The main road connecting the national capital, Ouagadougou, and Burkina Faso's second largest city Bobo-Dioulasso traverses the province (east to west). Burkina Faso's only railway connects the region's largest city, Koudougou with Ouagadougou, Bobo-Dioulasso and Ivory Coast. There is no commercial airport in the province but Ouagadougou International Airport is approximately 141 km southeast of Koudougou and as of June 2014 the airport had regularly scheduled flights to most major cities in West Africa as well as Paris, Brussels and Istanbul. As of 2007, there were 678.1 km of highways, 231.8 km of regional roads and 634.7 km of county roads. The first set of car traffic was 38, first set of two-wheeler traffic was 3,166 and the total classified road network was 1,545.
The total corn produced during 2015 was 121,780 tonnes, cotton was 27,059 tonnes, cowpea was 49,972 tonnes, ground nut was 43,284 tonnes, millet was 72,426 tonnes, rice was 16,215 tonnes and sorghum was 260,885 tonnes. The coverage of cereal need compared to the total production of the region was 135.00 per cent.

==Education==
As of 2007, the literacy rate in the region was 28.8 per cent, compared to a national average of 28.3 per cent. The gross primary enrolment was 83.7 per cent, pos-primary was 26.9 per cent and gross secondary school enrolment was 8.8. There were 898 boys and 473 girls enrolled in the primary and post-secondary level. There were 49 teachers in primary & post-secondary level, while there were 926 teachers in post-primary and post-secondary level. Adult (15+) literacy in the region increased from 23,0% in 2003 to 28,3% in 2008. In 2011 the region had 1,002 primary schools and 112 secondary schools. The University of Koudougou is also located in the region and had around 5,400 students in 2010/2011. In 2010/11 10,1% of the population (aged 13–19) attended secondary school, which was below the national average of 10.7%.
-*-
= Exercise requirements =
1. Return the portion of the Burkina Faso regional passage between "The total corn" and "135.00 per cent.", inclusive.
2. Continue the Burkina Faso regional passage, picking up after its final sentence.

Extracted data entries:
-*-
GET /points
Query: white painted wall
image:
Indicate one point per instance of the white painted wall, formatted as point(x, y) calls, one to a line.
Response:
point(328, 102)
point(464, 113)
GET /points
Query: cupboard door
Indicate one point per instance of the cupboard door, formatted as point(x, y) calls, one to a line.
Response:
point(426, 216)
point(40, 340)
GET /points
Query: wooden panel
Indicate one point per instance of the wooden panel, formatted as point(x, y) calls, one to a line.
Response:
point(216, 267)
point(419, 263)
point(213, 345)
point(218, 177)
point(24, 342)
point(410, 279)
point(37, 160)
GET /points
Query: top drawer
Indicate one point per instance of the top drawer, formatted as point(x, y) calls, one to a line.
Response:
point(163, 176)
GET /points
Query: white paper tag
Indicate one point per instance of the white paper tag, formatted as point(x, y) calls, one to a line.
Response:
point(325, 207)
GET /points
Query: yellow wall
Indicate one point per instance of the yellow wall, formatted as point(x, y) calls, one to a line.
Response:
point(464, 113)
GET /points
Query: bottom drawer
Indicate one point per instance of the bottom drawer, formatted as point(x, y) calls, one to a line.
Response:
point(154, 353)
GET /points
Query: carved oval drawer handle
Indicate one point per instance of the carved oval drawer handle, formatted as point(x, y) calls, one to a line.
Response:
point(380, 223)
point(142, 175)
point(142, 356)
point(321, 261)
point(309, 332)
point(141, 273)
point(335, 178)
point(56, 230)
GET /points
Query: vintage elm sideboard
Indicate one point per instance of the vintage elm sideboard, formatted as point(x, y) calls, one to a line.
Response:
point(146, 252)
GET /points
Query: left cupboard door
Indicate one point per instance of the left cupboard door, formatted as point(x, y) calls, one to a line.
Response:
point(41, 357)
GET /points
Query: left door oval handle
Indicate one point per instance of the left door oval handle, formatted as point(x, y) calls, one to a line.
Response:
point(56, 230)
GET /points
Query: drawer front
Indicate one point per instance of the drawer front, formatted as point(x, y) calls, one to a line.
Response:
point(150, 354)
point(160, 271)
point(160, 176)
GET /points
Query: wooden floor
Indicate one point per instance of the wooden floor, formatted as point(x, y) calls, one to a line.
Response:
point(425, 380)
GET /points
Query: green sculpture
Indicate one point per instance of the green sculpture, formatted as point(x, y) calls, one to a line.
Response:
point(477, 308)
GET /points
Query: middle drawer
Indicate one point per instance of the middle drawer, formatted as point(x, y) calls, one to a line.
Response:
-*-
= Task-by-task outputs =
1.
The total corn produced during 2015 was 121,780 tonnes, cotton was 27,059 tonnes, cowpea was 49,972 tonnes, ground nut was 43,284 tonnes, millet was 72,426 tonnes, rice was 16,215 tonnes and sorghum was 260,885 tonnes. The coverage of cereal need compared to the total production of the region was 135.00 per cent.

2.
==Provinces==

| Province | Capital | 2006 |
|---|---|---|
| Boulkiemdé Province | Koudougou | 567,680 |
| Sanguié Province | Réo | 333,195 |
| Sissili Province | Léo | 240,830 |
| Ziro Province | Sapouy | 207,079 |

Burkina Faso gained independence from France in 1960. It was originally called Upper Volta. There have been military coups until 1983 when Captain Thomas Sankara took control and implemented radical left wing policies. He was ousted by Blaise Compaore, who continued for 27 years until 2014, when a popular uprising ended his rule. As per Law No.40/98/AN in 1998, Burkina Faso adhered to decentralization to provide administrative and financial autonomy to local communities. There are 13 administrative regions, each governed by a governor. The regions are subdivided into 45 provinces, which are further subdivided into 351 communes. The communes may be urban or rural and are interchangeable. There are other administrative entities like department and village. An urban commune has typically 10,000 people under it. If any commune is not able to get 75 per cent of its planned budget in revenues for 3 years, the autonomy is taken off. The communes are administered by elected mayors. The communes are stipulated to develop economic, social and cultural values of its citizens. A commune has financial autonomy and can interact with other communes, government agencies or international entities.